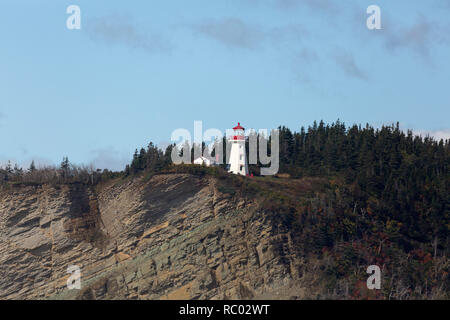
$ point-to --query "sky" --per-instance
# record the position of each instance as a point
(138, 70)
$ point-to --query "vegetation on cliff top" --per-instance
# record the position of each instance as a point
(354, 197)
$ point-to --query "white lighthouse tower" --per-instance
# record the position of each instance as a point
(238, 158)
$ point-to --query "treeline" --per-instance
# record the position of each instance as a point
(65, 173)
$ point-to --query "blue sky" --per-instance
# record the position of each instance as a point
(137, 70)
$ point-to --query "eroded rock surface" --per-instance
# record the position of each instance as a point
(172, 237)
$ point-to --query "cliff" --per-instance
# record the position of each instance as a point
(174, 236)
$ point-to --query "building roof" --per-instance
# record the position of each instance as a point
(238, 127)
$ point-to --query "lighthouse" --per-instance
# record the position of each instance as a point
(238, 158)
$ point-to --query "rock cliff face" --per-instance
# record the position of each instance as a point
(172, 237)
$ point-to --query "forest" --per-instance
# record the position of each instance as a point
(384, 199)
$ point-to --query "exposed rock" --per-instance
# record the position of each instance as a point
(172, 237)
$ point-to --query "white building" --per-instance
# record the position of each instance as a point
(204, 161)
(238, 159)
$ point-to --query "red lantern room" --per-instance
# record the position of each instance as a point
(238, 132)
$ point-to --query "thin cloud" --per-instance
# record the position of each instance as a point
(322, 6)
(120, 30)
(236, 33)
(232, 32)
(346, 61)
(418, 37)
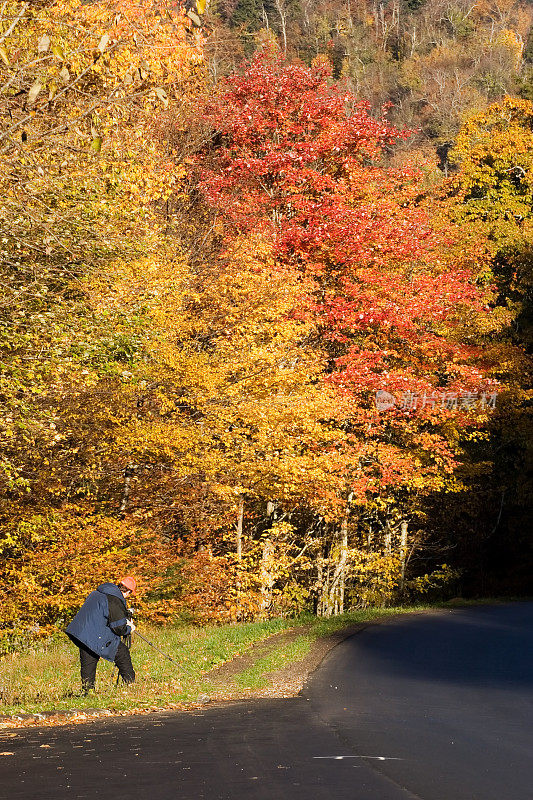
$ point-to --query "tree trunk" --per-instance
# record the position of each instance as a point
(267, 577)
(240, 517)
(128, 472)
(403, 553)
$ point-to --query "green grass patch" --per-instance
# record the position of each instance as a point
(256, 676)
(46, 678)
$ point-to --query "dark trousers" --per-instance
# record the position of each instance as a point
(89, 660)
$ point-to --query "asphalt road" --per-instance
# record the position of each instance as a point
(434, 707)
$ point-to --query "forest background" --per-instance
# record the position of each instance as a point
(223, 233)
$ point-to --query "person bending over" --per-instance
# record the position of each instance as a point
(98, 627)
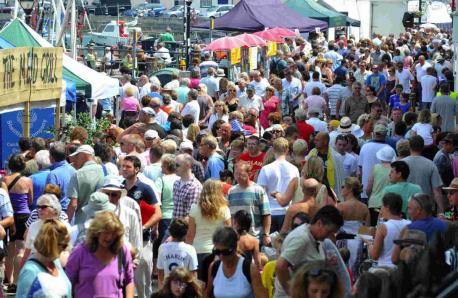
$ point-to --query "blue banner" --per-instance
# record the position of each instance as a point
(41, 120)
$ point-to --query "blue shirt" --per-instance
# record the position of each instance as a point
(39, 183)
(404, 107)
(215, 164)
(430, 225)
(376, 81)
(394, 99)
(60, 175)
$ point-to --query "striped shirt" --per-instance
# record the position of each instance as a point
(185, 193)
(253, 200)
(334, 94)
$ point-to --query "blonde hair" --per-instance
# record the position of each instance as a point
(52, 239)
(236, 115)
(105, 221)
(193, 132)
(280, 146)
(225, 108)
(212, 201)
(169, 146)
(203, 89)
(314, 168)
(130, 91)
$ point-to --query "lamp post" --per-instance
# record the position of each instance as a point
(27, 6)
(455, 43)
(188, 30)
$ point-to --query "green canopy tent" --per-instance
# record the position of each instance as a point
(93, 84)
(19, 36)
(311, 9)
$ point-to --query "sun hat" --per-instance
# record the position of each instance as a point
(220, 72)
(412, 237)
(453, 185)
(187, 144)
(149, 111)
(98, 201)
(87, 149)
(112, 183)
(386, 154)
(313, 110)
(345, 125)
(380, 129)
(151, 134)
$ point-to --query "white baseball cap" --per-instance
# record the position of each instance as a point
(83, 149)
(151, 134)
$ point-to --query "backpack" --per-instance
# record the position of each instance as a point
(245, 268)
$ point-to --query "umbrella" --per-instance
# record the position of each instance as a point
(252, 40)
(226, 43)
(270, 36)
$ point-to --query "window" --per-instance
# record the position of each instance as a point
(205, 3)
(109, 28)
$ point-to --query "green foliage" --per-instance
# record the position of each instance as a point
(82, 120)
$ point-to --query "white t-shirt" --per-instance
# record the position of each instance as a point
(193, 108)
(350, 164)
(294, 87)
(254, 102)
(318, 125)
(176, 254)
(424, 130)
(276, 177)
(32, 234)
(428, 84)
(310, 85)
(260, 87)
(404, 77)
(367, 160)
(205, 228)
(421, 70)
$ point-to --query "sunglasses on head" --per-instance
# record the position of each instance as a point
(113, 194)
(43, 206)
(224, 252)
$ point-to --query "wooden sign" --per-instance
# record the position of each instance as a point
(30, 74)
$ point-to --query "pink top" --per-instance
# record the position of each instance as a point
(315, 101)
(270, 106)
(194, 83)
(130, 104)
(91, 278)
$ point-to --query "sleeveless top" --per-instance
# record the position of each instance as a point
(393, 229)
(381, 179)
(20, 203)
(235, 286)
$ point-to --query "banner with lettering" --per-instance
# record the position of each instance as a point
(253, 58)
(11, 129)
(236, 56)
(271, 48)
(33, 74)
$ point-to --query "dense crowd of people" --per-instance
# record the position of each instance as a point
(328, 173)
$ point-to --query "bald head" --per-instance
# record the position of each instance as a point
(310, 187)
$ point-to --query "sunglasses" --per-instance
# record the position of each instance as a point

**YOUR GOAL**
Please copy out the whole listing exactly, minus its pictures.

**YOUR RESPONSE**
$ point-to --query "sky" --per-instance
# record the position of each instance as a point
(138, 70)
$ point-to --query "vegetation on cliff top" --per-instance
# record the position of each instance as a point
(354, 197)
$ point-to --query "white lighthouse tower" --per-instance
# record the position of each instance as a point
(238, 158)
$ point-to --query "treeline" --per-instance
# record the position of each instance as a point
(65, 173)
$ point-to --query "blue sky" --per-instance
# record the position of each instance as a point
(137, 70)
$ point-to --query "eroded rock surface" --per-instance
# record the position of each instance as a point
(172, 237)
$ point-to --query "cliff" --per-instance
# record the position of each instance as a point
(174, 236)
$ point-to --query "building roof" --per-instance
# record the position of each instance as a point
(238, 127)
$ point-to --query "lighthouse" --per-instance
# record the position of each instance as a point
(238, 158)
$ point-to --query "rock cliff face" --per-instance
# record the position of each instance as a point
(172, 237)
$ point-to --query "forest" --per-instance
# record the position of each instance as a point
(384, 199)
$ point-to --query "exposed rock" --per-instance
# record the position of each instance as a point
(172, 237)
$ point-to --query "white building" --per-instance
# record the position of each instance as a point
(204, 161)
(238, 159)
$ point-to --query "red lantern room" --per-instance
# record the position of each instance as a point
(238, 132)
$ point-to --query "thin cloud" --per-instance
# record the position of each instance as a point
(322, 6)
(120, 30)
(236, 33)
(232, 32)
(346, 61)
(418, 37)
$ point-to --query "tree trunk" --per-instance
# record the position of each instance as a point
(267, 577)
(240, 517)
(128, 472)
(403, 553)
$ point-to --query "green grass patch" --per-instance
# record the position of each instance as a point
(256, 676)
(46, 678)
$ point-to --query "dark trousers" --per-instance
# record the position of each instance as a point
(89, 660)
$ point-to --query "asphalt road" --per-instance
# record the position of each instance as a point
(434, 707)
$ point-to --query "forest background" --per-instance
# record the position of each instance as a point
(223, 233)
$ point-to --query "person bending over" --per-instance
# record the position of each instance as a point
(98, 627)
$ point-to --query "blue banner" --per-instance
# record the position of each instance as a point
(41, 120)
$ point-to --query "blue shirt" --per-instance
# record the position of each instance as a point
(39, 183)
(404, 107)
(215, 164)
(430, 225)
(376, 81)
(394, 99)
(60, 175)
$ point-to --query "striped shirt" --per-instance
# record the position of each instance as a point
(185, 193)
(253, 200)
(334, 94)
$ point-to --query "blonde hair" --per-instance
# record the position of each instance as a point
(52, 239)
(236, 115)
(105, 221)
(193, 132)
(280, 146)
(225, 108)
(212, 201)
(169, 146)
(203, 89)
(314, 168)
(130, 91)
$ point-to --query "lamp post" --per-instance
# record the position of each instance as a point
(27, 6)
(455, 43)
(188, 30)
$ point-to --query "green canopy tent" --per-instance
# record the position of each instance as a point
(93, 84)
(19, 36)
(311, 9)
$ point-to --query "sun hat" --per-instance
# record the position of each instance as a point
(220, 72)
(412, 237)
(453, 185)
(187, 144)
(149, 111)
(98, 201)
(87, 149)
(112, 183)
(386, 154)
(313, 110)
(345, 125)
(380, 129)
(151, 134)
$ point-to --query "white baseball cap" --per-instance
# record the position of each instance as a point
(83, 149)
(151, 134)
$ point-to --query "backpack" --per-instance
# record the position of each instance as a point
(245, 268)
$ point-to --query "umbrella" --per-instance
# record the position of each instance as a point
(252, 40)
(226, 43)
(270, 36)
$ point-to --query "window" --per-instance
# record the position of each instance as a point
(205, 3)
(109, 28)
$ point-to --query "green foliage" --per-instance
# record the position of each instance as a point
(82, 120)
$ point-to --query "white t-shirt" --per-instance
# record the position of each instance as a point
(193, 108)
(350, 164)
(294, 87)
(254, 102)
(318, 125)
(176, 254)
(424, 130)
(276, 177)
(32, 234)
(428, 84)
(310, 85)
(260, 87)
(404, 77)
(367, 160)
(205, 228)
(421, 70)
$ point-to --query "sunglasses on head" --per-instance
# record the position of each instance as a point
(113, 194)
(43, 206)
(224, 252)
$ point-to --query "wooden sign" --per-instance
# record the position of each instance as a point
(30, 74)
$ point-to --query "pink top" --per-instance
# record the position of each instance as a point
(315, 101)
(270, 106)
(194, 83)
(130, 104)
(91, 278)
$ point-to --query "sleeveless top" --per-instance
# record the position of each instance as a point
(393, 229)
(381, 179)
(20, 203)
(235, 286)
$ point-to --query "banner with lettering" --per-instance
# record the position of each instance as a point
(253, 58)
(11, 129)
(236, 56)
(271, 48)
(33, 74)
$ point-to --query "dense crowd of people" --per-instance
# record the position of each instance as a point
(328, 173)
$ point-to --query "bald head" --per-instance
# record the position of each instance as a point
(310, 187)
$ point-to --query "sunglasses" --per-instance
# record the position of each instance as a point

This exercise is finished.